▶ [BRIEF] Rewrite all of the items below, changing "outline" to "polygon" and keeping everything else as it is. Don't include the pictures in your answer.

── EXTRACTED ENTRIES ──

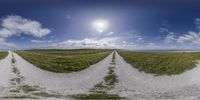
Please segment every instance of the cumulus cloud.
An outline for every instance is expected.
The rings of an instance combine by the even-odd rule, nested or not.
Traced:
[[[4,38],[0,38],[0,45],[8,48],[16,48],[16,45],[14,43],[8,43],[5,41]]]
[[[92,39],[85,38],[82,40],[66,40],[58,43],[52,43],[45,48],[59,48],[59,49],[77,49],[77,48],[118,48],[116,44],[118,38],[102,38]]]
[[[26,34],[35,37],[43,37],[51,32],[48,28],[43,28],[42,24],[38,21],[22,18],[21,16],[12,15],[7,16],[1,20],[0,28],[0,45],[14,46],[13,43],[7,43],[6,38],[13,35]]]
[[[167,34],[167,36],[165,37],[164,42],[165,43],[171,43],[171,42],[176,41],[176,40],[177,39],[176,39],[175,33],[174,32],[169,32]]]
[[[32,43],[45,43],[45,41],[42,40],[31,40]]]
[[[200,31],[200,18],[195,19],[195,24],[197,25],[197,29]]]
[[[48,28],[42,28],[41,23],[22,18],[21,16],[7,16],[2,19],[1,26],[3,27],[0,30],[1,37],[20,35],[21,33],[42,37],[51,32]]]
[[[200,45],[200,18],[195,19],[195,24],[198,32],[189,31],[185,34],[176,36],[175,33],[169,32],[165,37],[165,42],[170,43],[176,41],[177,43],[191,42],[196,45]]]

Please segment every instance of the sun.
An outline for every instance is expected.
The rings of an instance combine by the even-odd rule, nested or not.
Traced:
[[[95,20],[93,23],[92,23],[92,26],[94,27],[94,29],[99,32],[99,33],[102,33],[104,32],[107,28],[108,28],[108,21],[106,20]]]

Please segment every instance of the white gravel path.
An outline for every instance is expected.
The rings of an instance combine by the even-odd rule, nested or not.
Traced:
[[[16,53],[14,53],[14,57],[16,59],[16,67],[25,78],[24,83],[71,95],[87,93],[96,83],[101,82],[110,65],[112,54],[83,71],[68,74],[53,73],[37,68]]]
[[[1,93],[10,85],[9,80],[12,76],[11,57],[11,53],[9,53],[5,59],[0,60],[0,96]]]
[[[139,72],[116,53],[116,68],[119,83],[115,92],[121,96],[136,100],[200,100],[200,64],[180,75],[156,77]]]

───

▶ [ANSWER FOR THE TASK]
Please segment every instance of the cumulus cloud.
An polygon for every instance is expected.
The rings of an instance combine by the even-odd rule, nested or not.
Traced:
[[[4,38],[0,38],[0,45],[8,48],[16,48],[16,45],[14,43],[8,43],[5,41]]]
[[[92,39],[85,38],[82,40],[66,40],[58,43],[52,43],[45,48],[59,48],[59,49],[77,49],[77,48],[118,48],[116,44],[118,38],[102,38]]]
[[[26,34],[35,37],[43,37],[51,32],[48,28],[43,28],[42,24],[38,21],[22,18],[21,16],[12,15],[7,16],[1,20],[0,28],[0,45],[14,46],[13,43],[7,43],[6,38],[13,35]]]
[[[167,34],[167,36],[165,37],[164,42],[165,43],[171,43],[171,42],[176,41],[176,40],[177,39],[176,39],[175,33],[174,32],[169,32]]]
[[[32,43],[45,43],[45,41],[42,40],[31,40]]]
[[[200,31],[200,18],[195,19],[195,24],[197,25],[197,29]]]
[[[48,28],[42,28],[41,23],[22,18],[21,16],[7,16],[2,19],[1,26],[3,27],[0,30],[1,37],[20,35],[21,33],[42,37],[51,32]]]
[[[200,45],[200,18],[195,19],[195,24],[198,32],[189,31],[185,34],[176,36],[175,33],[169,32],[165,37],[165,42],[170,43],[176,41],[177,43],[191,42],[196,45]]]

Please segment every instance of the sun.
An polygon for every instance is expected.
The rings of an instance combine by the even-odd rule, nested or not.
Traced:
[[[95,20],[93,23],[92,23],[92,26],[94,27],[94,29],[99,32],[99,33],[102,33],[104,32],[107,28],[108,28],[108,21],[106,20]]]

Please segment every instance of the white gravel path.
An polygon for every instance is expected.
The rings of an instance combine by the even-odd rule, nested or not.
Traced:
[[[16,53],[14,53],[14,57],[16,59],[16,67],[25,78],[24,83],[71,95],[87,93],[96,83],[101,82],[110,65],[112,54],[83,71],[68,74],[53,73],[37,68]]]
[[[1,93],[10,85],[9,80],[12,76],[11,57],[11,53],[9,53],[5,59],[0,60],[0,96]]]
[[[139,72],[116,53],[116,68],[119,83],[115,92],[121,96],[136,100],[200,100],[200,64],[180,75],[156,77]]]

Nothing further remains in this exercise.